• [TASK INSTRUCTIONS]: Leave out the pictures and copy each record below exactly.

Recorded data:
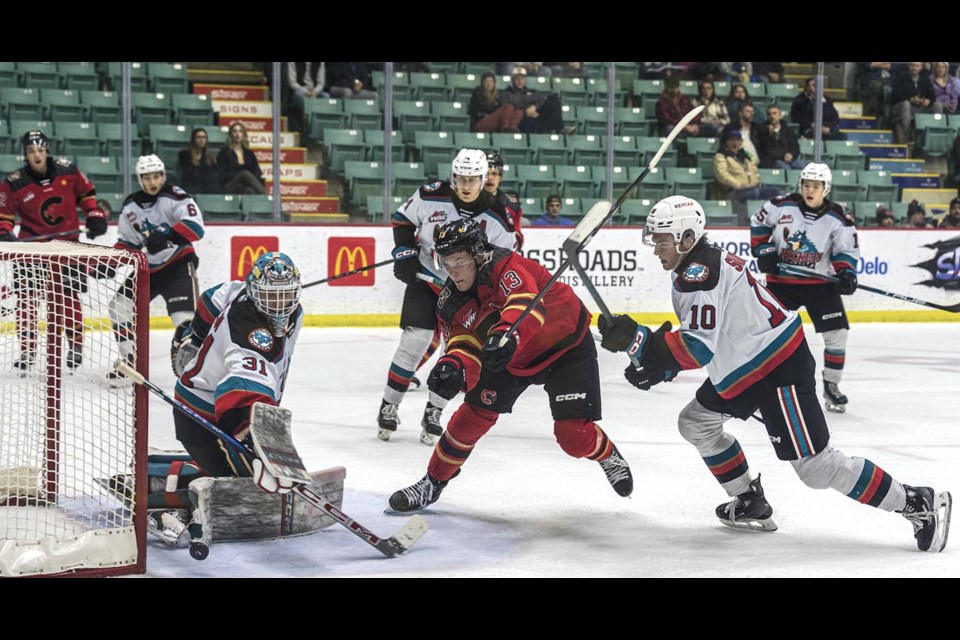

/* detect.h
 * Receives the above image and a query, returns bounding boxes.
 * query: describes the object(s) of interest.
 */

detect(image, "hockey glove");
[171,321,198,376]
[392,246,420,285]
[597,314,640,353]
[481,329,518,372]
[144,224,173,254]
[251,458,297,494]
[755,244,780,274]
[427,358,465,400]
[837,268,858,296]
[85,210,108,239]
[0,229,15,242]
[624,364,677,391]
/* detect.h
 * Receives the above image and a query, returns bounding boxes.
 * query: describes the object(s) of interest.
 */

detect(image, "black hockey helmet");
[434,218,488,258]
[485,151,504,172]
[21,129,50,153]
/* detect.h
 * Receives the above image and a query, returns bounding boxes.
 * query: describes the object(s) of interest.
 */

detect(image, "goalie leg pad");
[187,467,346,544]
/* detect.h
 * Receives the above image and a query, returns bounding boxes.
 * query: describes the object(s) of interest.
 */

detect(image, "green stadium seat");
[130,92,173,135]
[830,169,863,202]
[242,194,279,220]
[324,128,366,176]
[853,201,892,226]
[616,198,653,225]
[637,136,677,167]
[568,134,604,166]
[615,107,653,137]
[577,105,610,136]
[498,162,518,193]
[915,113,957,156]
[148,63,190,94]
[701,199,738,226]
[343,99,381,130]
[453,130,490,150]
[410,72,451,102]
[304,98,347,142]
[17,63,59,89]
[57,121,99,156]
[393,100,435,142]
[766,82,799,106]
[366,195,406,220]
[859,170,899,202]
[826,140,864,171]
[392,162,427,197]
[516,164,559,199]
[195,194,242,220]
[434,102,470,132]
[448,74,481,103]
[364,129,405,162]
[633,79,665,107]
[603,165,633,194]
[462,62,495,76]
[492,132,534,165]
[413,130,457,179]
[0,154,24,180]
[172,94,215,128]
[41,89,85,122]
[370,71,413,102]
[585,77,623,106]
[552,77,589,108]
[667,167,706,195]
[9,118,54,150]
[81,90,123,123]
[758,168,790,192]
[149,124,192,167]
[0,119,12,153]
[426,62,459,74]
[107,62,149,92]
[608,63,641,97]
[611,136,641,166]
[686,136,720,179]
[345,160,386,206]
[0,62,18,88]
[517,197,542,214]
[97,122,142,157]
[529,133,571,165]
[59,63,99,91]
[80,155,123,192]
[3,88,43,121]
[96,191,127,215]
[632,165,668,200]
[556,165,596,199]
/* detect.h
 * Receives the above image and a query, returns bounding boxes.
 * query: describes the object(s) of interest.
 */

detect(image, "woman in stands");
[216,122,266,195]
[693,80,730,138]
[469,71,523,133]
[178,128,221,195]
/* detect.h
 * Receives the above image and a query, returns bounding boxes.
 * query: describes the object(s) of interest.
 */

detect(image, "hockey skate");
[598,444,634,497]
[715,474,778,532]
[66,342,83,370]
[823,377,847,413]
[420,404,443,446]
[147,509,193,548]
[389,473,451,512]
[377,399,400,441]
[899,485,952,552]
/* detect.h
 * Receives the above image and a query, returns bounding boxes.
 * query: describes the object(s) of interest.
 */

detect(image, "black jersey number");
[498,270,522,296]
[689,304,716,330]
[241,356,267,376]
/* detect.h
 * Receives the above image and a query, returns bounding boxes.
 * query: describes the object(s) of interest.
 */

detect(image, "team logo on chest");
[248,328,274,352]
[681,262,709,282]
[428,210,446,223]
[462,308,477,329]
[780,229,823,267]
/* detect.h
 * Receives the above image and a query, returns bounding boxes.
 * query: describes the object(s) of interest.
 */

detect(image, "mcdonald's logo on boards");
[328,237,376,287]
[231,236,280,281]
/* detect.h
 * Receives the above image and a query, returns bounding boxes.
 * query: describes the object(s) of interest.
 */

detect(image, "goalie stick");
[495,105,705,347]
[114,360,429,558]
[778,264,960,313]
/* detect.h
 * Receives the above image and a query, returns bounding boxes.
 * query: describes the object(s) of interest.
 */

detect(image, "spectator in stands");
[753,62,785,84]
[791,77,846,141]
[533,195,574,226]
[692,80,730,138]
[500,62,551,78]
[179,128,221,195]
[938,198,960,229]
[502,67,566,135]
[469,72,523,133]
[544,62,586,78]
[713,129,780,223]
[396,63,430,73]
[875,206,895,228]
[901,200,934,229]
[655,77,700,138]
[856,62,892,119]
[719,63,752,83]
[891,62,942,145]
[721,102,763,161]
[327,62,378,100]
[930,62,959,115]
[217,123,266,195]
[756,104,804,170]
[726,83,751,122]
[287,62,328,133]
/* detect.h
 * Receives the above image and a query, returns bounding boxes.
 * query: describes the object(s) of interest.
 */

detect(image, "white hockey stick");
[495,105,705,347]
[115,360,429,558]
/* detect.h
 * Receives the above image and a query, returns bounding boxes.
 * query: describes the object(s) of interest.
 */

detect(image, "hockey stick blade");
[114,360,429,558]
[778,265,960,313]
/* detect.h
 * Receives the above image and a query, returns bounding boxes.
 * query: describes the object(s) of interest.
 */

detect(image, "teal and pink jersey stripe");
[776,384,818,458]
[846,459,893,508]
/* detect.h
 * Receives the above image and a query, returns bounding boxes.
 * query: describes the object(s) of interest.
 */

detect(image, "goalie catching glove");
[427,358,465,400]
[251,458,299,494]
[170,320,199,376]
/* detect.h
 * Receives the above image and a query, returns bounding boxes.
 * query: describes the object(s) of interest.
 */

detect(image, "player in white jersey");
[378,148,517,446]
[105,155,205,380]
[173,252,303,494]
[750,163,858,413]
[597,195,951,552]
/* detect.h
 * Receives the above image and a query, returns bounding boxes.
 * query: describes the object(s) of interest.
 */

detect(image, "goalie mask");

• [YOUR RESPONSE]:
/* detect.h
 * Receives the above image and a query, returns bounding boxes.
 * query: describes the object(s) of interest.
 */

detect(image, "hockey glove");
[171,321,198,376]
[392,246,420,285]
[597,314,640,353]
[481,329,518,372]
[144,224,173,254]
[251,458,297,494]
[755,244,780,274]
[427,358,465,400]
[837,268,858,296]
[85,210,108,239]
[0,229,15,242]
[624,364,677,391]
/* detect.h
 * Receives the above image and a query, returns bounding boxes.
 * query: describes the object(s) of interest.
 */

detect(image, "black hockey helmet");
[434,218,488,258]
[485,151,504,172]
[21,129,50,153]
/* detect.h
 * Receives the above image and a query, returns bounding boxes.
 * query: describes the object(s) of interest.
 */

detect(image, "goalie leg pad");
[187,467,346,544]
/* detect.h
 * Receives the above image and a query, returns bounding boxes.
 * query: describes the object(s) of interest.
 */

detect(image, "green stadium seat");
[130,92,173,135]
[830,169,863,202]
[242,194,279,220]
[324,128,366,176]
[853,201,892,226]
[616,198,653,225]
[637,136,677,167]
[568,134,604,166]
[615,107,653,137]
[577,105,610,136]
[498,162,518,193]
[915,113,957,156]
[148,63,190,94]
[701,199,738,226]
[343,99,381,130]
[453,130,490,150]
[410,72,451,102]
[304,98,347,142]
[17,63,59,89]
[57,121,99,156]
[393,100,435,142]
[766,82,799,106]
[366,195,406,220]
[859,170,899,202]
[826,140,864,171]
[392,162,427,197]
[516,164,559,199]
[195,194,242,220]
[434,102,470,132]
[448,74,481,103]
[364,129,405,162]
[633,79,665,107]
[603,165,633,194]
[462,62,495,76]
[492,132,534,165]
[413,130,457,179]
[0,154,24,180]
[172,94,215,128]
[41,89,85,122]
[370,71,413,102]
[585,77,623,106]
[552,77,589,108]
[667,167,706,195]
[9,118,54,150]
[81,90,123,123]
[758,168,790,192]
[149,124,192,167]
[0,119,12,153]
[426,62,459,74]
[107,62,149,92]
[608,63,641,97]
[611,136,641,166]
[686,136,720,179]
[345,160,386,206]
[0,62,18,88]
[517,197,542,214]
[97,122,142,157]
[529,133,571,165]
[59,63,99,91]
[80,155,123,192]
[3,88,43,121]
[96,191,127,215]
[632,165,668,200]
[556,165,596,199]
/* detect.h
 * Receives the above image and a query, returns bounding boxes.
 * query: describes the object(s) of interest.
 */

detect(image, "woman in stands");
[216,122,266,195]
[693,80,730,138]
[469,71,523,133]
[178,128,221,195]
/* detect.h
 * Receives the above image and a query, returns bounding boxes.
 * query: describes the object(s) of interest.
 */

detect(image, "hockey skate");
[598,444,634,497]
[715,474,778,532]
[66,342,83,370]
[823,377,847,413]
[420,404,443,446]
[147,509,193,548]
[389,473,451,512]
[377,399,400,441]
[899,485,952,552]
/* detect.h
 * Receives the above image and a query, returns bounding boxes.
 * query: describes the object(s) of interest.
 */

detect(image, "black jersey number");
[498,270,522,296]
[689,304,716,330]
[241,356,267,376]
/* detect.h
 * Receives the above image and a query, returns bounding boxes.
 * query: describes the object(s) of interest.
 */

detect(image, "team logo on chest");
[248,328,274,352]
[681,262,709,282]
[428,210,446,223]
[462,308,477,329]
[780,229,823,267]
/* detect.h
 * Receives the above image and a query, returns bounding boxes.
 * query: describes the object(s) of interest.
 */

detect(image, "mcdonald's logo on boards");
[328,237,376,287]
[231,236,280,281]
/* detect.h
 * Receives the above image and a query, returns bounding boxes.
 * query: describes the object(s) of interest.
 */

detect(image, "goalie stick");
[495,105,705,347]
[114,360,429,558]
[778,264,960,313]
/* detect.h
 * Receives the above image and a query, returns bounding boxes.
 * query: describes the object(s) of interest.
 */

detect(image, "spectator in stands");
[753,62,785,84]
[791,77,846,141]
[533,195,574,226]
[692,80,730,138]
[500,62,551,78]
[179,128,221,195]
[938,198,960,229]
[502,67,566,135]
[469,72,523,133]
[544,62,586,78]
[713,129,780,223]
[396,63,430,73]
[875,206,895,228]
[901,200,934,229]
[655,77,700,138]
[856,62,892,119]
[719,63,752,83]
[891,62,942,145]
[721,102,763,161]
[327,62,378,100]
[930,62,959,115]
[217,123,266,195]
[756,104,804,170]
[726,83,751,122]
[287,62,328,133]
/* detect.h
 * Receives the above image and a query, returns bounding boxes.
 * query: describes the object(s) of interest.
 */

detect(image, "white hockey stick");
[495,105,705,347]
[115,360,429,558]
/* detect.h
 * Receives the above image and a query, returns bounding boxes.
 * query: describes the object(s) of interest.
 */

detect(image, "hockey stick blade");
[114,360,429,558]
[778,265,960,313]
/* detect.h
 * Receives the above image and a query, returns bounding boxes.
 * query: describes the object(s) of interest.
 */

detect(image, "teal and pink jersey stripe");
[776,384,818,458]
[846,459,893,508]
/* detect.h
 * Receives the above image and a query, returns bounding boxes.
 * query: describes the object(s) of interest.
 */

detect(image, "goalie catching glove");
[427,358,465,400]
[251,458,299,494]
[170,320,199,376]
/* detect.h
 * Receives the above image and a query, returns bounding boxes.
 * query: describes the object(s) of interest.
 */

detect(image, "player in white jersey");
[378,148,517,446]
[105,155,205,380]
[173,252,303,494]
[750,163,858,413]
[597,195,951,552]
/* detect.h
 * Receives the above image and a query, returns bounding boxes.
 * query: describes the object(s) of interest.
 */

detect(image, "goalie mask");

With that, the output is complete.